**Written tasks:**
1) Retype the passage from the nanohole array introduction, from "Over the past" up to and including "at the nanoscale.".
2) In the records, swap "keypoint" for "point marker" from the line with "Reviewer note: check that each instance of the football" up to and including the line with "[[188, 88]]". Return only those lines, with everything else unchanged.

**Text shown:**
* BEGIN *

1 Introduction

Over the past three decades, researchers have become increasingly interested in the physics of light-matter interaction in metal films, corrugated in a periodic manner. Periodic arrays of nanovoids, such as nanohole arrays (NHA), can couple light to surface plasmon polaritons (SPPs) (Barnes et al. 2003) and exhibit extraordinary optical transmission (EOT) (Ebbesen at al. 1998; García de Abajo 2007), at the same time leading to electromagnetic confinement at the nanoscale.

SPPs as particular resonant electromagnetic excitations exist at the interface between metal and dielectric, and they can be tightly spatially confined, leading to a near-field region of enhanced electromagnetic properties. The periodicity of the array, the materials surrounding the patterned metal, and the materials used to create it all have a significant impact on the resonant optical response of the plasmonic system. This enabled many demonstrations and application proposals in subwavelength optics (Barnes et al. 2003; Ni et al. 2013), surface enhanced Raman spectroscopy (Luo et al. 2019), and emission rate modification (Michieli et al. 2018), chemical and biosensing (Escobedo 2013; Couture et al. 2016; Vala et al. 2019).

Additional degree of freedom is enabled when the symmetry of the NHA-light interaction is broken, which opens the possibility to obtain optical chirality at the nanoscale (Valev et al. 2013; Hentschel et al. 2017; Schäferling et al. 2012). NHA can differently interact with circular polarizations of opposite handedness, leading to important consequences at both near- and far-field spatial scales. Anisotropy in the planar nanohole shape naturally gives rise to polarization-dependent EOT (Di Maio & Ballato 2006; Ai et al. 2017) as well as in the near-field chirality (Triolo et al. 2019), while 3D anisotropy leads to true, giant chiral signals (Kondratov et al. 2016; Ai et al. 2020). A simple approach to obtain an in-plane asymmetry which still leads to chiral properties is to tilt the elliptical nanohole from the symmetry lines of the array; such elliptical nanohole arrays (ENHA) were first numerically predicted to give differential absorption for left and right circularly polarized excitation (LCP and RCP, respectively), i.e. circular dichroism (CD) (Petronijevic et al. 2019). Petronijevic and co-authors then experimentally showed that an ENHA in metal can lead to a low extinction CD at normal incidence (Petronijevic et al. 2020a). And further numerically optimized it in the near-infrared range (Petronijevic et al. 2020b).

* END *

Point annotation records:

* BEGIN *

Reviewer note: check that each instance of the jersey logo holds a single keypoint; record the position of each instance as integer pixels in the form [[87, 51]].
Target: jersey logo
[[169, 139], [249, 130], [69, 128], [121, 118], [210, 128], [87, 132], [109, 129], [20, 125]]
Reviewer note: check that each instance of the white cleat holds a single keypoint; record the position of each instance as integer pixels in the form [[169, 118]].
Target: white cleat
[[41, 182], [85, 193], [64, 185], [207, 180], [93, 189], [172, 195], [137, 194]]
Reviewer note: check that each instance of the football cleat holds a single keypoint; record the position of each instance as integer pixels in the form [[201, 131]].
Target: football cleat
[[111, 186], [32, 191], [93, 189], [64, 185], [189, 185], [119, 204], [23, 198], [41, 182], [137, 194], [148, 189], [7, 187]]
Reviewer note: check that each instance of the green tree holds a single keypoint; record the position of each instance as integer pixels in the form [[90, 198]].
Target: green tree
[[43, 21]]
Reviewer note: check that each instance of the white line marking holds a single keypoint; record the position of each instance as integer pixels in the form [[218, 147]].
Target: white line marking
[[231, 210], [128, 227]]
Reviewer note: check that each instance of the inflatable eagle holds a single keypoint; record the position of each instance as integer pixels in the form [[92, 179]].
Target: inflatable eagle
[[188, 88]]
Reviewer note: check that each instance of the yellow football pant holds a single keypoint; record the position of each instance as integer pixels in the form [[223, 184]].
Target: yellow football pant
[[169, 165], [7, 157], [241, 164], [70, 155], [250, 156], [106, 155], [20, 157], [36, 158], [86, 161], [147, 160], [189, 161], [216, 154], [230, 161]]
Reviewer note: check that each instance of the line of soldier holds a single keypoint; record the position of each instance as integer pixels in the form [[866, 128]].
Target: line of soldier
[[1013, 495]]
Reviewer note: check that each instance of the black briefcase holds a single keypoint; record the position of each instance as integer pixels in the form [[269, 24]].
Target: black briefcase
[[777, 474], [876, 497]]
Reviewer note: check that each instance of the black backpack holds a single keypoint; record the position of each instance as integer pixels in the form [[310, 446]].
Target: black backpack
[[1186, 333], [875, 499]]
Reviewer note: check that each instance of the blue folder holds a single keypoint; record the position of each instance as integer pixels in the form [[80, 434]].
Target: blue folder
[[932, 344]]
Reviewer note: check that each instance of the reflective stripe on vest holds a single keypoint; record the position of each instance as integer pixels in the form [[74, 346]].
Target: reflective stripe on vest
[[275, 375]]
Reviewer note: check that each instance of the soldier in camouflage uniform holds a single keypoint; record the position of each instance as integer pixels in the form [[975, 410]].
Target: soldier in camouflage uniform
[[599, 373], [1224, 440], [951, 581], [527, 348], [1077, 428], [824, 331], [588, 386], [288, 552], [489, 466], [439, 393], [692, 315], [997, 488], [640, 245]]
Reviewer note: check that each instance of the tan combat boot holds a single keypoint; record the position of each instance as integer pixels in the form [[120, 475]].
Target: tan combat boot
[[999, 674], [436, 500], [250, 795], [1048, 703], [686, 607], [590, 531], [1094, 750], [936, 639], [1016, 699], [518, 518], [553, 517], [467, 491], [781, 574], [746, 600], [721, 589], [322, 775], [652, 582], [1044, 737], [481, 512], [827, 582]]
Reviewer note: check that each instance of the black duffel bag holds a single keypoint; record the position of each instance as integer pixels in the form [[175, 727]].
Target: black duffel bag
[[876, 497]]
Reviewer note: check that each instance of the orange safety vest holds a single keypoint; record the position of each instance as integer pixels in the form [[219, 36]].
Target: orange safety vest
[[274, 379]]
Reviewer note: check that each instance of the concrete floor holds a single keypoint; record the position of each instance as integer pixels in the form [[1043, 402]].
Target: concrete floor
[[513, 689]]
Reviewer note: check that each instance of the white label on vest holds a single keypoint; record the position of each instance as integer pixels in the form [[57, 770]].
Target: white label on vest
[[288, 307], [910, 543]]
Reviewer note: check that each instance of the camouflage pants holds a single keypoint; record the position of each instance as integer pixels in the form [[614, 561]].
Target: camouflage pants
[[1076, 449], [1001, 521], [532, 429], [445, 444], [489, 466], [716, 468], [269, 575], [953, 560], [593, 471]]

* END *

**In response:**
1)
Over the past three decades, researchers have become increasingly interested in the physics of light-matter interaction in metal films, corrugated in a periodic manner. Periodic arrays of nanovoids, such as nanohole arrays (NHA), can couple light to surface plasmon polaritons (SPPs) (Barnes et al. 2003) and exhibit extraordinary optical transmission (EOT) (Ebbesen at al. 1998; García de Abajo 2007), at the same time leading to electromagnetic confinement at the nanoscale.

2)
Reviewer note: check that each instance of the football cleat holds a single point marker; record the position of each instance as integer pixels in the form [[201, 131]].
Target: football cleat
[[111, 186], [32, 191], [93, 189], [64, 185], [189, 185], [119, 204], [23, 198], [41, 182], [137, 194], [148, 189], [7, 187]]
Reviewer note: check that each instance of the green tree holds a single point marker; record the position of each instance as integer pixels in the form [[90, 198]].
Target: green tree
[[43, 21]]
Reviewer note: check that each instance of the white line marking holds a single point marker; record the position of each instance as integer pixels in the form [[218, 147]].
Target: white line marking
[[231, 210], [128, 227]]
Reviewer note: check that each instance of the inflatable eagle holds a single point marker; record the position of each instance as integer pixels in the form [[92, 179]].
Target: inflatable eagle
[[188, 88]]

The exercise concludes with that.